Work order -> Transcribe, exactly and in full, every record shown below, while omitting its images.

[Material for the task Boundary: Start]

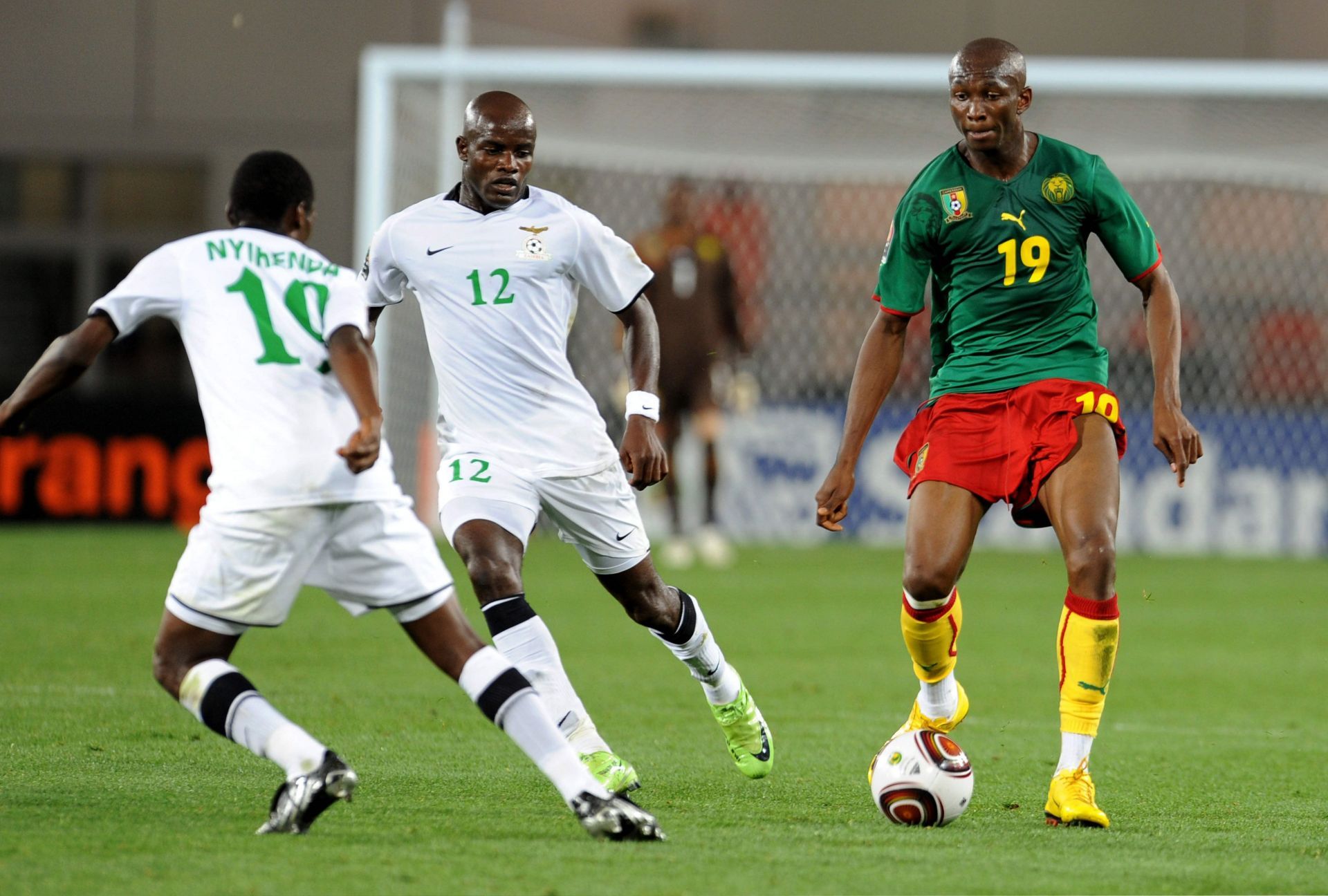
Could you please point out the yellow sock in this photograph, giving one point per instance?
(1085, 649)
(931, 635)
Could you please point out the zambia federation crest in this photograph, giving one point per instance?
(533, 249)
(1059, 189)
(955, 200)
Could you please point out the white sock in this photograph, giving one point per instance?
(239, 712)
(531, 647)
(939, 698)
(695, 646)
(922, 606)
(499, 689)
(1075, 749)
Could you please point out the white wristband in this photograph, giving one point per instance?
(645, 404)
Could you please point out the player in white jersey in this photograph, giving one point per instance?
(275, 335)
(497, 265)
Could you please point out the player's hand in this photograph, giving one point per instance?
(833, 498)
(642, 453)
(362, 451)
(1176, 437)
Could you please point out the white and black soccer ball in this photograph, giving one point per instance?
(922, 778)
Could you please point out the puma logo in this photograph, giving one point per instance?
(1019, 221)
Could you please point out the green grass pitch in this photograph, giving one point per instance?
(1212, 760)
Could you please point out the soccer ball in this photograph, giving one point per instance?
(922, 778)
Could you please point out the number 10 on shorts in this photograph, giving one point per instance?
(1103, 404)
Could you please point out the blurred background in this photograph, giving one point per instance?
(763, 187)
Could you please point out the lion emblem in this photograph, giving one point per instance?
(1059, 189)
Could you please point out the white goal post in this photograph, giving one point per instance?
(1212, 149)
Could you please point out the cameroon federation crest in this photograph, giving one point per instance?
(922, 460)
(1059, 189)
(955, 202)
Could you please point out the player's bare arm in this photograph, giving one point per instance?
(642, 453)
(878, 366)
(1173, 434)
(352, 363)
(57, 368)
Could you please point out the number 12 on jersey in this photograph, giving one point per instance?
(499, 299)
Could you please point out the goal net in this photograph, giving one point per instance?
(798, 162)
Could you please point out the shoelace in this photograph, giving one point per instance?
(733, 713)
(1080, 782)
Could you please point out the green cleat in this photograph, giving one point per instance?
(748, 736)
(615, 774)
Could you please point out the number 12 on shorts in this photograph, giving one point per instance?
(476, 476)
(1101, 404)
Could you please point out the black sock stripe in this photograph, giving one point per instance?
(685, 620)
(216, 707)
(499, 691)
(508, 614)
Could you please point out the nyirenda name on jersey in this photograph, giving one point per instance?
(242, 250)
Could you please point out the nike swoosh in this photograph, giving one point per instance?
(764, 756)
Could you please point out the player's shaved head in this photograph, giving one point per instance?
(498, 109)
(990, 57)
(497, 150)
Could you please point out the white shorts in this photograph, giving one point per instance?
(245, 568)
(596, 513)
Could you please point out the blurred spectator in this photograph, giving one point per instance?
(697, 303)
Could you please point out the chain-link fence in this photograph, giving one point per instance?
(801, 187)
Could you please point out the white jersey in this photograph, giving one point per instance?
(498, 294)
(251, 308)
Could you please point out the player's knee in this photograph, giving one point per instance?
(493, 578)
(167, 671)
(1091, 566)
(929, 581)
(654, 606)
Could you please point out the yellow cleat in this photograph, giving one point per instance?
(1072, 799)
(916, 721)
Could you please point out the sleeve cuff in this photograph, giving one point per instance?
(892, 311)
(635, 297)
(1150, 270)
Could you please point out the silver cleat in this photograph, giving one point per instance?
(615, 818)
(298, 802)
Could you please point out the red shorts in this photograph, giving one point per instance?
(1003, 445)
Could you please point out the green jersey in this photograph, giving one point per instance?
(1011, 300)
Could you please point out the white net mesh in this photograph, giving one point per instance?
(802, 185)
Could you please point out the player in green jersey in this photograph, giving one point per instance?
(1019, 408)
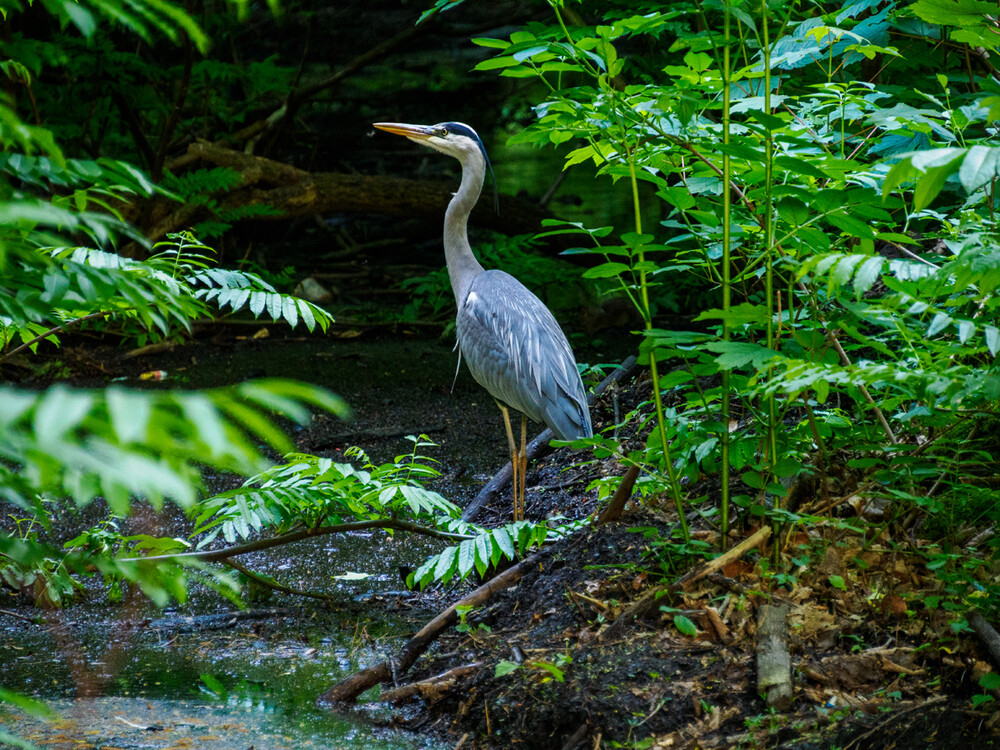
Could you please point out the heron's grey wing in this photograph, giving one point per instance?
(516, 350)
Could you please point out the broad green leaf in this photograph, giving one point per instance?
(685, 626)
(504, 668)
(979, 166)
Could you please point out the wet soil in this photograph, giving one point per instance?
(866, 674)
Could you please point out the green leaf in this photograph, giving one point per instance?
(990, 681)
(504, 542)
(606, 271)
(735, 354)
(979, 166)
(504, 668)
(466, 557)
(685, 626)
(953, 12)
(26, 704)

[Material for the task Boundary: End]

Answer for this exercise ->
Could you please point out the yellow sock in this photograph, giving one point per instance?
(1085, 649)
(931, 635)
Could you please point out the zambia federation crest in this photograph, giving one point per instance?
(533, 249)
(1059, 189)
(955, 200)
Could you please point out the white sock in this photograph, giving one point per instance?
(239, 712)
(531, 647)
(939, 698)
(695, 646)
(922, 606)
(499, 689)
(1075, 749)
Could you please point out the white wristband in this photograph, giving one point per instance?
(645, 404)
Could you please point out the player in white jersey in this photograph, giving one point per instance?
(275, 335)
(497, 265)
Could you please point out the player's hand in this photograph, giving one point per instance?
(833, 498)
(642, 453)
(362, 451)
(1176, 437)
Could you please point out the white and black soccer ball in this photograph, giving one point per instance?
(922, 778)
Could you please point out the puma logo in this photograph, giving one point per instance?
(1019, 221)
Could you please point out the green grass pitch in this photograph, giving one point per instance?
(1212, 760)
Could you please point out the soccer ball in this photograph, giving one point per instance?
(922, 778)
Could you please point out the number 10 on shorts in this photograph, giving one point per instance?
(1103, 404)
Could you please point out the blurred background in this photograph, giving one point per instance?
(763, 187)
Could you please point out the lion emblem in this photograph, giving one point per instance?
(1059, 189)
Could you please point out the white goal post in this photograph, giving one point per instance?
(1212, 149)
Could you please point out the cameroon federation crest in this photograph, giving one point per instance?
(922, 460)
(1059, 189)
(955, 202)
Could you please point out the player's bare arm in this photograph, giving one point per instance?
(642, 453)
(878, 366)
(1173, 434)
(352, 363)
(57, 368)
Could you please point out the number 12 on jersey in this photograph, giving one point per instance?
(499, 299)
Could you please point out the goal net in this photograph, giving one point per instance?
(798, 162)
Could you please point out the shoelace in this photograph, giving one point per instance?
(733, 713)
(1080, 782)
Could you please point out the green cleat in this photograph, giving one point per instance?
(748, 736)
(615, 774)
Could you please point out the number 12 on shorts in this photograph, giving one point per instance?
(476, 476)
(1101, 404)
Could you please point out the black sock stripe in this photograph, giving one point per instance?
(685, 620)
(216, 707)
(499, 691)
(508, 614)
Could you please point out the nyirenda name on jersey in this photograph, giving one point per instance?
(242, 250)
Could you please point out the nike swoosh in this photograph, giving one point per instance?
(764, 756)
Could you please point out the player's shaved head in this photograph, giving one point per instance?
(498, 109)
(990, 57)
(497, 150)
Could you please point out the white shorts in this photograph, giving one point per instance?
(245, 568)
(596, 513)
Could you please point out the blurred spectator in this photograph, giving one point per instance?
(697, 303)
Could you please point out the chain-link fence in this photograph, giving one point per instance?
(801, 187)
Could you please point out the white jersey in this photograph, giving one point per instance?
(498, 294)
(251, 308)
Could you please point out the player's knee in this photograph, giving one point per instance?
(493, 578)
(167, 671)
(1091, 566)
(929, 581)
(654, 606)
Could you please point out the yellow cleat in this photograph, giving one point per instance?
(1072, 799)
(916, 721)
Could you please point out the sleeve cuff in this photograph, giving one point per instance?
(892, 311)
(635, 297)
(1150, 270)
Could you please point out the silver cleat in this photograph, giving one point per instance?
(615, 818)
(298, 802)
Could you please point out the red shorts in this photograph, giving one point per instance?
(1003, 445)
Could you please point out the green jersey in this photograph, giving one point per instance?
(1011, 300)
Could you please point out the white net mesh in this photograph, giving one point per instance?
(802, 185)
Could you please point out the player in green jersey in this photograph, giving one point per instance?
(1019, 408)
Could you please point out the heron's grey wing in this photograph, giving one point per instance?
(516, 350)
Could you please point out the broad green leaf in this photograph, giving one point per instance?
(685, 626)
(504, 668)
(979, 166)
Could you please point out the wet soil in this photograph, giving one point per instance?
(866, 674)
Could you please point out the green leaf in this photograph, giving one point per instance?
(990, 681)
(504, 542)
(606, 271)
(735, 354)
(979, 166)
(504, 668)
(466, 557)
(685, 626)
(953, 12)
(26, 704)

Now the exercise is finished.